WHAT IS NEEDED — Transcribe, without alteration, only the lines from the one containing "Practice step: locate the dry" through the last line of the material, both ends included.

>>>>>

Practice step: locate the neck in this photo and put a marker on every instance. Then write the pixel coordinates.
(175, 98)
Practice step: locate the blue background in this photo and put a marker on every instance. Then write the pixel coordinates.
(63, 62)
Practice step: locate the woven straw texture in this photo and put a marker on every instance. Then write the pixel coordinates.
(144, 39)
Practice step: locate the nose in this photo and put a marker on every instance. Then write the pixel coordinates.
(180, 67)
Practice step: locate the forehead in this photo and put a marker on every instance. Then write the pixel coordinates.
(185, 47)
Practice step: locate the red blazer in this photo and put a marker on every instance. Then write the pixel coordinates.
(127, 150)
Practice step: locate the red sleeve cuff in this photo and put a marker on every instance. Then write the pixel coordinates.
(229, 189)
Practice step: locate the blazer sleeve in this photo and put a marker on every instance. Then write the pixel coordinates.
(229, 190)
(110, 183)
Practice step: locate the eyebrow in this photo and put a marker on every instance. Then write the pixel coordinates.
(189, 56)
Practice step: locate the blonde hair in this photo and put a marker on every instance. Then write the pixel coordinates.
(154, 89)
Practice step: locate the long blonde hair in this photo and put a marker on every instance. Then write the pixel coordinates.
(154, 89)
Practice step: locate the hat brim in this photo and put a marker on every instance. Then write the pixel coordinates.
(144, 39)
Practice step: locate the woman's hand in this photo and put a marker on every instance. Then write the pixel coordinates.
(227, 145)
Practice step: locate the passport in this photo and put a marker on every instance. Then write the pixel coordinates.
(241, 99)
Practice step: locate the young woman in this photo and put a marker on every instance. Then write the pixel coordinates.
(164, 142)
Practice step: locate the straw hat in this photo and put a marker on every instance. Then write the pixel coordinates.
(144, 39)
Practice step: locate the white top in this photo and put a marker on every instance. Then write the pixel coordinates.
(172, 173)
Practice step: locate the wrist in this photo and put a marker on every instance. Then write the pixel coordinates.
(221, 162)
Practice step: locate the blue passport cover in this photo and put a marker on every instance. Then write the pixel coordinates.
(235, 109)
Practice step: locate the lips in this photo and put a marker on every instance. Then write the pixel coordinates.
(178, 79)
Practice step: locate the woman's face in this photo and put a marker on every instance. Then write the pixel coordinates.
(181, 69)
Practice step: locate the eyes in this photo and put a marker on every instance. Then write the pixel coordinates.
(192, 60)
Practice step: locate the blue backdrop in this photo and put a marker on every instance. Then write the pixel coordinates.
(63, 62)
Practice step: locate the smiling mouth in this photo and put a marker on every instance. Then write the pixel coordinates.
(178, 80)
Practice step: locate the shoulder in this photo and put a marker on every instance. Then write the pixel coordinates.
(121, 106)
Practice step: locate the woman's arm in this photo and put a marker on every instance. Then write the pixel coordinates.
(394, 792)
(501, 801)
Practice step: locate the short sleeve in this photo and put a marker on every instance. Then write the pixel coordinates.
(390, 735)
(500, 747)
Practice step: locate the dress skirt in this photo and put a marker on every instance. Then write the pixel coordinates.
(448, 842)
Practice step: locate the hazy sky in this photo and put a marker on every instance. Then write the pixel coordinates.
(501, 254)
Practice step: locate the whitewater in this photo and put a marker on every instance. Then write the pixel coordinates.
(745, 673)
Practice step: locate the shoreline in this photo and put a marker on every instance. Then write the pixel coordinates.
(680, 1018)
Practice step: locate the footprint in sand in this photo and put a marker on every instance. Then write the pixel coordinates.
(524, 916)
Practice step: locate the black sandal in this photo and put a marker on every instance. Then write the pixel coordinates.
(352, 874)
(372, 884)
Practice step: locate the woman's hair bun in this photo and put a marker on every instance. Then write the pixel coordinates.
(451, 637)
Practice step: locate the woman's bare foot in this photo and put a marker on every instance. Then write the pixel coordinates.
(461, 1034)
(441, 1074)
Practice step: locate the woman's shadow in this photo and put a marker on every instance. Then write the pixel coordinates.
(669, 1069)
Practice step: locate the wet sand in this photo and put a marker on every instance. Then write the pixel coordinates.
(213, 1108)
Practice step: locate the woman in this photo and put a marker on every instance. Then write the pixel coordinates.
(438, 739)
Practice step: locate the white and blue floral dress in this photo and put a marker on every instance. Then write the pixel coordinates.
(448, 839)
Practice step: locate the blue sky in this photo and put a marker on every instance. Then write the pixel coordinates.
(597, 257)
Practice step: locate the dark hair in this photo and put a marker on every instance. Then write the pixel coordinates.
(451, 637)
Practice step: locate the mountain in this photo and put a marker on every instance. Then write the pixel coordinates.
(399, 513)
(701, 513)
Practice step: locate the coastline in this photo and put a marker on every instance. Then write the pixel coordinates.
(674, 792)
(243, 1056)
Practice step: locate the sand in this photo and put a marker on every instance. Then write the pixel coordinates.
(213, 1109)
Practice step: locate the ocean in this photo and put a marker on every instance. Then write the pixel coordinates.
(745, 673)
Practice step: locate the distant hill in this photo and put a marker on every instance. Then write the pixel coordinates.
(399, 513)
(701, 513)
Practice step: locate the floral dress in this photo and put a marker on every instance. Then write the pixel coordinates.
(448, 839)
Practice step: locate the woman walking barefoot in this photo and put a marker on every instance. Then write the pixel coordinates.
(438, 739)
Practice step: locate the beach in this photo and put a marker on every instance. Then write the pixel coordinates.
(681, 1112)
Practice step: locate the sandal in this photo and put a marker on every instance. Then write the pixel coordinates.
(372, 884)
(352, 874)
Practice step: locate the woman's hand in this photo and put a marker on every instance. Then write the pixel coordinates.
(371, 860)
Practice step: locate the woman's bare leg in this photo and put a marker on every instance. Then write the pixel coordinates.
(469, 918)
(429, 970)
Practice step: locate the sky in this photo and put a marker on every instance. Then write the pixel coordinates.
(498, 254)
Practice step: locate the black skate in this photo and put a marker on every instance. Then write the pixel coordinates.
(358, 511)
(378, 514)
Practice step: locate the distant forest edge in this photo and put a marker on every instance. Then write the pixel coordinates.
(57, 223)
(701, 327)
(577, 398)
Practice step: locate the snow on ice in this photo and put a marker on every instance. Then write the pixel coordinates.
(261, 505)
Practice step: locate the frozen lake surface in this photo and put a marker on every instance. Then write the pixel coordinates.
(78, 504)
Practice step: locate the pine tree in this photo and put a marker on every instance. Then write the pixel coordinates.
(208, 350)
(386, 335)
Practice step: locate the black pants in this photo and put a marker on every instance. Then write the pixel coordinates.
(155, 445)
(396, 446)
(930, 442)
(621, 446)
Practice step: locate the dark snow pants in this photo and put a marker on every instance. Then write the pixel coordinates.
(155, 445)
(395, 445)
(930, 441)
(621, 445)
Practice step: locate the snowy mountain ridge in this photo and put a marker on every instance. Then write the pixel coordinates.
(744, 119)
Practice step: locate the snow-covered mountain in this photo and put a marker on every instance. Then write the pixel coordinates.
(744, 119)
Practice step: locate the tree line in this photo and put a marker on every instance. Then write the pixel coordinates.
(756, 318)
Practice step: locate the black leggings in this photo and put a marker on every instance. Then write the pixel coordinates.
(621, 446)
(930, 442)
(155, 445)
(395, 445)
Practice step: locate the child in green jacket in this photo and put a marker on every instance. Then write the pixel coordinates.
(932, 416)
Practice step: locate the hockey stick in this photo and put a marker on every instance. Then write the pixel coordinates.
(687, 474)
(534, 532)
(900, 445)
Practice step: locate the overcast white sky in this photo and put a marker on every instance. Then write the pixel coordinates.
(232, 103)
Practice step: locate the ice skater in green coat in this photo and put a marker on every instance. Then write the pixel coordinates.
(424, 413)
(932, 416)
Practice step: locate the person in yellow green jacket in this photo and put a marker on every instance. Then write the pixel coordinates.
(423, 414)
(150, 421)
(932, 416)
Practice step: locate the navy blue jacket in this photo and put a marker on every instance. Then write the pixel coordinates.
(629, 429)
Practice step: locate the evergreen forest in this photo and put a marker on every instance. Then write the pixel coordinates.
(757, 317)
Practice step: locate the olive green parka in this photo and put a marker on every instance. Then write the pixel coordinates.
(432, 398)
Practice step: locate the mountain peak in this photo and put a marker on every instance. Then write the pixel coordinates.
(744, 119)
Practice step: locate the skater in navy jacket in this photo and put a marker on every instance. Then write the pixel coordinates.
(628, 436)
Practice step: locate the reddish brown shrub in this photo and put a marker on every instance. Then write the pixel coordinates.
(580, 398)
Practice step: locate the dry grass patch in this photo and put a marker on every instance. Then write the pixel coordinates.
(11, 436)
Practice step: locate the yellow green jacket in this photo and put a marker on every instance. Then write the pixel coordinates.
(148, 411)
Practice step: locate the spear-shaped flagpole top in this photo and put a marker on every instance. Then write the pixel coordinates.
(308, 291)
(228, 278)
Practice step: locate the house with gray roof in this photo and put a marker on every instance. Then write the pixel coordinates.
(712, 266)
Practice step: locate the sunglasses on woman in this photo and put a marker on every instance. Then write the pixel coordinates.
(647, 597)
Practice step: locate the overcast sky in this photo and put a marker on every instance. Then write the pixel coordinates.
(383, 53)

<<<<<

REPLY TO THE TASK —
Practice step: locate the dry grass patch in this photo and put a marker on every instance. Then write the pixel coordinates.
(11, 436)
Practice step: locate the yellow green jacket in this photo and put a marker on every instance. Then write the pixel coordinates.
(148, 411)
Practice step: locate the spear-shaped flagpole top in this photo and put a marker on every instance. Then write the pixel coordinates.
(308, 291)
(228, 278)
Practice step: locate the house with gray roof in this photo and put a marker on every instance. Then write the pixel coordinates.
(712, 266)
Practice step: locate the sunglasses on woman in this photo and put a marker on every instance. Then write the pixel coordinates.
(647, 597)
Practice step: locate the overcast sky in this photo and put a marker on every instance. Then write the pixel coordinates.
(383, 53)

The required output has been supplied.